→ Задания:
(1) Назовите всех людей, которые упомянуты по имени в дневниковом отрывке до записи «НА БОРТУ, 13 СЕНТЯБРЯ 1965 ГОДА».
(2) Продолжите дневниковый отрывок о морском переходе, начав сразу после его последнего предложения.

→ Выбранный отрывок:
---*---

Эрнст Юнгер - Семьдесят минуло: дневники. 1965–1970
Хагивара в статье о премьер-министре Икеда цитирует его высказывание: «На вершине культуры стоит телевидение». Мне вспоминаются слова одного из наших интеллектуальных аристократов: «Над всем стоит атомная бомба». Правит цифра.
Хагивара в этой связи упоминает также фразу Макса Вебера: «Там, где подобно американскому многонациональному государству фантазия всего народа приводится в движение численно большими вещами, эта романтика чисел обладает магической силой» и добавляет: «…ибо философия экономического рационализма имеет свойство выносить за скобки проблему ценностей и ограничиваться областью измеримого и исчисляемого».
НА БОРТУ, 13 СЕНТЯБРЯ 1965 ГОДА
Неспокойное море, повсюду шапки пены. В каютах грохот, на камбузе дребезжание.
В иллюминаторы летят брызги волн, в которых играет радуга. Сквозь эту пелену я слежу за танцем стаи дельфинов, что без устали крейсируют в золотисто-коричневой игре инь и ян кильватерного следа. Летучие рыбы тоже весьма удачно используют сильное волнение; скользя по гребню волн, они описывают кривые, на которые иначе не были бы способны.
* * *Во второй половине дня я глубоко заснул; я стоял перед Лейпцигским памятником Битве народов, который как раз покидала германо-французская комиссия. Как я смог понять из фраз, которыми они обменивались, они выясняли наличие там трещин. Английский часовой охранял портал.
Когда я вышел на палубу, мы проходили мыс Гардафуи[235], передовой бастион Африки, раскаленную бледно-фиолетовую скальную массу. На вершине ее я, как мне показалось, разглядел заснеженные поверхности; впечатление было вызвано черной, металлической горной породой, которая слепила на солнце. Становилось жарко; Красное море заявляло о себе.

---*---

→ Предоставленный список:
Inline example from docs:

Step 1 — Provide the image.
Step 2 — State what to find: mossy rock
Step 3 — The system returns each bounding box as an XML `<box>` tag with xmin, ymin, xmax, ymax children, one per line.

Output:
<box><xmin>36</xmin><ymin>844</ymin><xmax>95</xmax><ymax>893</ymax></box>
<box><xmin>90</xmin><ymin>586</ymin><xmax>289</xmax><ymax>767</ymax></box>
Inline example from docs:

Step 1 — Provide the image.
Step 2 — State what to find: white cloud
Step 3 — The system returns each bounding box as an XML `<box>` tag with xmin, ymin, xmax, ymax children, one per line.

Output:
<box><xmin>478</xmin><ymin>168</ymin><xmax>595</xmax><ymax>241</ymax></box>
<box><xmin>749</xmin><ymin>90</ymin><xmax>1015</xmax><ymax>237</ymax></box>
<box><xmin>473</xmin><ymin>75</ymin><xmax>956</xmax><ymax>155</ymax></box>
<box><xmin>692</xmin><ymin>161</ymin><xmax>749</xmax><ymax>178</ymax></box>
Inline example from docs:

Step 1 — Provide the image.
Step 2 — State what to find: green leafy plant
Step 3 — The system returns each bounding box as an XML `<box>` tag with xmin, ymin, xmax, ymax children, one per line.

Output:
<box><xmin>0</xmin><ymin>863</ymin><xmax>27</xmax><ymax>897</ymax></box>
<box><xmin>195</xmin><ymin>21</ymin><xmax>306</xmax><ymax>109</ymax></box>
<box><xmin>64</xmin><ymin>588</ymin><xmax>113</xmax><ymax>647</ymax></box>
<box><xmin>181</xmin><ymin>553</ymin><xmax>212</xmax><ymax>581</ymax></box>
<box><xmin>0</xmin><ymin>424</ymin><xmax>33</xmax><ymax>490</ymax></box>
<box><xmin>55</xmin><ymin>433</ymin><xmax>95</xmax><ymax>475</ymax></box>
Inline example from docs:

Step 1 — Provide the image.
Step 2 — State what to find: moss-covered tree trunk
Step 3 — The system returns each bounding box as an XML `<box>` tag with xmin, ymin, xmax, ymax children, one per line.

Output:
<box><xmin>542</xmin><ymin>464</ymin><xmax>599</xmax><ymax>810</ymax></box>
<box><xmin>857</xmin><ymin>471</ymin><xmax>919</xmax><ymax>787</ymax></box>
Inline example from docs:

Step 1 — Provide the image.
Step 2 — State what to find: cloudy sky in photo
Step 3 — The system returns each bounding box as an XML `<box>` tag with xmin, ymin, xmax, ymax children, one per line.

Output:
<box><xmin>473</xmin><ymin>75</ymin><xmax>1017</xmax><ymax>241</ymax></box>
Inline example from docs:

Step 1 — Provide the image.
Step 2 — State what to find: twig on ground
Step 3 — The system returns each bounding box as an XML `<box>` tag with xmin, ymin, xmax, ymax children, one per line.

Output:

---*---

→ Ответы по заданиям:
(1) Хагивара, Икеда, Макс Вебер

(2)
* * *Продолжил чтение японских авторов; среди них Кагами, которого можно назвать проницательным человеком. Удивляет та вежливая робость, с какой ими обсуждаются западные идеологии. Несомненно, технику ассимилировать легче, чем ее духовные предпосылки, прежде всего тысячелетнее монотеистическое скрещивание родственных особей, без которого немыслим и марксизм.
Охотно цитируется Макс Вебер, например: «задачей науки является расколдовывание мира». Критик Хагирава полагает, что в этом и состоит миссия японских интеллектуалов: «Разоблачать пустоту и ложность бытующих в обществе готовых мировых систем и укоренившихся идей и освобождать человека от этих пут».
Программа настолько масштабна, что ее невозможно обозреть даже за несколько дней, тем более prima vista[236]. Последствия предсказать нетрудно. Льготная отсрочка, которой еще пользуется Тэнно, станет, наверное, короче льготной отсрочки наших конституционных монархий в XIX веке. Неизбежна также и контригра консервативных сил, когда миф больше живет в идее, нежели в субстанции. Следовательно, они тоже ведут к катастрофе и именно так способствуют последнему уравниванию.
При таких прогнозах следует, правда, оговориться, что возможны абсолютно новые явления. Прогресс переворачивает. Например, разрушение культовых систем не уничтожает религиозную потребность. Отсюда культ личности именно там, где создана tabula rasa. Боги снова возрождаются в цезарях, жрецы — в бонзах.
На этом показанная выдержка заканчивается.